**OBJECTIVE:** Please copy out the items below, from their very first line through the line holding "[[271, 286]]", with both ends included. Keep every character unchanged.

[begin EXTRACTED RECORDS]

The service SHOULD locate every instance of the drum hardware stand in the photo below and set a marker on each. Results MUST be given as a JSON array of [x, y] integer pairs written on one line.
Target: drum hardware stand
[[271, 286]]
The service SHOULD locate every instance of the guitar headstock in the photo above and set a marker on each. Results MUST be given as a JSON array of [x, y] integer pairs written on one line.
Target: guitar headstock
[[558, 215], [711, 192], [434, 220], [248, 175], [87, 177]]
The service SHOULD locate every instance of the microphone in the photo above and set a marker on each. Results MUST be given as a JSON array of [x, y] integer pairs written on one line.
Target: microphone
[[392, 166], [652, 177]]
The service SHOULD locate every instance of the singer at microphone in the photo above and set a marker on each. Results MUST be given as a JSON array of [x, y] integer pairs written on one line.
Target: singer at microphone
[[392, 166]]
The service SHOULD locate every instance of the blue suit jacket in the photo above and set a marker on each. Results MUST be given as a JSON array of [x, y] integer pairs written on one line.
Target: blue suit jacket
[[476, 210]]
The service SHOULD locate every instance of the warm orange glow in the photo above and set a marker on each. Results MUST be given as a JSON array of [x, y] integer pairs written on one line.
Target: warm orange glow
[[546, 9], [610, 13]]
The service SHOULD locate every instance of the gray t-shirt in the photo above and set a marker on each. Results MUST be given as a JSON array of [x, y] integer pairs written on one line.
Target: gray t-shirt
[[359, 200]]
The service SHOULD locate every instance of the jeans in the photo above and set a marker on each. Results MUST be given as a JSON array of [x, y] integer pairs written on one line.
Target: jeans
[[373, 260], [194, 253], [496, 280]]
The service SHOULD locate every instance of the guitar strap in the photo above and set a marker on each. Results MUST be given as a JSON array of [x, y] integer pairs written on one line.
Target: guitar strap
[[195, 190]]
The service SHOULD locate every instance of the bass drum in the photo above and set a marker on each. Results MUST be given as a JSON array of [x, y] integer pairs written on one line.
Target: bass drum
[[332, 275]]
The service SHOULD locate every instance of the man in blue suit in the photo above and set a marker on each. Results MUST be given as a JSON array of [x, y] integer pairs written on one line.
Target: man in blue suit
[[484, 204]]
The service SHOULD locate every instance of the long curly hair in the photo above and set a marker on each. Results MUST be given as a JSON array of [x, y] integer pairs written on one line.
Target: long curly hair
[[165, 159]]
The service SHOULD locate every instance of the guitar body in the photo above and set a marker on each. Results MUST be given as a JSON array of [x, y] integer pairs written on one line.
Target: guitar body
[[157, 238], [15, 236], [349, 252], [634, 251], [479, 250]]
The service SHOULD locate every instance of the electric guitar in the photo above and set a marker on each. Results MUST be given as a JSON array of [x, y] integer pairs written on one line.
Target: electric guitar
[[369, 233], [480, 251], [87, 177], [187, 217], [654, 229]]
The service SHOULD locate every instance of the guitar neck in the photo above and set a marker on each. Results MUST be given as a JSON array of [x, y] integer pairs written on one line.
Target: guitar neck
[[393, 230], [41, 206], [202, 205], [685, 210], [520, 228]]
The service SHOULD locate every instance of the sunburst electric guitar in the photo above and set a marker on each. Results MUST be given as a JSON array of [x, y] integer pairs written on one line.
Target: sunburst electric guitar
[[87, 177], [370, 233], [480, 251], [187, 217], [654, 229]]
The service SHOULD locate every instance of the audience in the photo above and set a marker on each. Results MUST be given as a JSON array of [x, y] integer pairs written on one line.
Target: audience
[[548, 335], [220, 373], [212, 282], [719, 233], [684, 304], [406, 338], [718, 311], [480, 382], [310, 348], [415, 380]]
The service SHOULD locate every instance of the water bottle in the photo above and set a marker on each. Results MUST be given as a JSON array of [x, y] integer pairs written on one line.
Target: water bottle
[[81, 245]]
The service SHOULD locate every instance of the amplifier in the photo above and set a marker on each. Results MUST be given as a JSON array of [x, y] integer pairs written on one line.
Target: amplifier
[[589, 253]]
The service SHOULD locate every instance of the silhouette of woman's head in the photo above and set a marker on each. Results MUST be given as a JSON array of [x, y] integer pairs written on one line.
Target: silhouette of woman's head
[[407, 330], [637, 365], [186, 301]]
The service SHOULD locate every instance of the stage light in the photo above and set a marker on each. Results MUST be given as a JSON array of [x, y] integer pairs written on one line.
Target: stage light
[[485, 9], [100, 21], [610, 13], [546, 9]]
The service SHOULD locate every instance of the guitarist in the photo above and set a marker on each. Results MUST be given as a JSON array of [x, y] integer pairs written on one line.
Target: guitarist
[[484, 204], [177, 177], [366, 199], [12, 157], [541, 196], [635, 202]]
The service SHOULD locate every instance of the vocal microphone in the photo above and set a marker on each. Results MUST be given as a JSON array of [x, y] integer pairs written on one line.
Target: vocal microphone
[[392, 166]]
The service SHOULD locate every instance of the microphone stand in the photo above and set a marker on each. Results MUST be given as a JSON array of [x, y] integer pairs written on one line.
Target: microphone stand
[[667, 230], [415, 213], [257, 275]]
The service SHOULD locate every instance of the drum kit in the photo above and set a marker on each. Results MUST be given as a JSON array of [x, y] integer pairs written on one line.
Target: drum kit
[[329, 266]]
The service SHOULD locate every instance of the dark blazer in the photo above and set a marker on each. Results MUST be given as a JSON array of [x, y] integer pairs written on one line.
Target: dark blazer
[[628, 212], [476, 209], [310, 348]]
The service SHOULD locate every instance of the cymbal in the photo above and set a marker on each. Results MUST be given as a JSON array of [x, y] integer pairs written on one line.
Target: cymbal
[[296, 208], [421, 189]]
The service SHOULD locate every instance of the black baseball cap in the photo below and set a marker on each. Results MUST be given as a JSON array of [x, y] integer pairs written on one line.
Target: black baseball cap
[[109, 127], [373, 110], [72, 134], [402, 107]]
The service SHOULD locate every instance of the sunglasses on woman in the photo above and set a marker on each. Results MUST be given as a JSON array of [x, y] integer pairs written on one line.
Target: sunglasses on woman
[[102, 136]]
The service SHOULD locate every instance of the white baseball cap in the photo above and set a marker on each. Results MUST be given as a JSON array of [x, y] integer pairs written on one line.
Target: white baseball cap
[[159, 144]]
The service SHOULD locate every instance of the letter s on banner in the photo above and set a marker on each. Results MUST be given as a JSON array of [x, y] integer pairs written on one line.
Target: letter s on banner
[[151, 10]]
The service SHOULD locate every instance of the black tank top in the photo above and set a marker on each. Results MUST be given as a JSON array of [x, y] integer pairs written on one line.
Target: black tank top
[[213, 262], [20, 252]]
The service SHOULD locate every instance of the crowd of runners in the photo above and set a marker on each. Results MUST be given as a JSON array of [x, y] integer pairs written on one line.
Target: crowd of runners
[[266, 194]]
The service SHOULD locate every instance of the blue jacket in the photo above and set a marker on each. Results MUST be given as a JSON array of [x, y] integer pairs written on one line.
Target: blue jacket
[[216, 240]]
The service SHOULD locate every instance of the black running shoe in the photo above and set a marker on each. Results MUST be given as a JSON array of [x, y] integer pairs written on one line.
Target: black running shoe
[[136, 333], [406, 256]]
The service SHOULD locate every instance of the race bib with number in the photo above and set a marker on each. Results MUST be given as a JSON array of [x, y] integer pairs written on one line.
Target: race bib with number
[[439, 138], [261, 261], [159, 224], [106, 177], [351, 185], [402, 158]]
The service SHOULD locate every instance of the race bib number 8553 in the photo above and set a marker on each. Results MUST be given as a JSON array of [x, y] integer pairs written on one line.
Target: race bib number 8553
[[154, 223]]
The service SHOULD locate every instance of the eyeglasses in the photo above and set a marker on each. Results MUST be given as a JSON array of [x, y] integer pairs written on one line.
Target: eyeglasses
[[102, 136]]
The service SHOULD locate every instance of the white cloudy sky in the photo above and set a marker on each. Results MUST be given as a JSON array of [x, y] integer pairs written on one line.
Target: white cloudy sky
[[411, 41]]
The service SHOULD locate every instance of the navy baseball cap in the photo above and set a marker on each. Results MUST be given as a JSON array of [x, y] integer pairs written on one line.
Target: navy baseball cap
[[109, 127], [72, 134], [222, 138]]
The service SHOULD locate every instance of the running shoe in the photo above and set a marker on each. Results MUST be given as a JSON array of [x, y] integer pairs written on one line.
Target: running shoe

[end EXTRACTED RECORDS]

**ANSWER TO THIS EXERCISE:**
The service SHOULD locate every instance of the drum hardware stand in the photo below and set a marker on each. Results MUST be given as a JSON array of [x, y] integer pairs written on one line.
Target: drum hardware stand
[[271, 286]]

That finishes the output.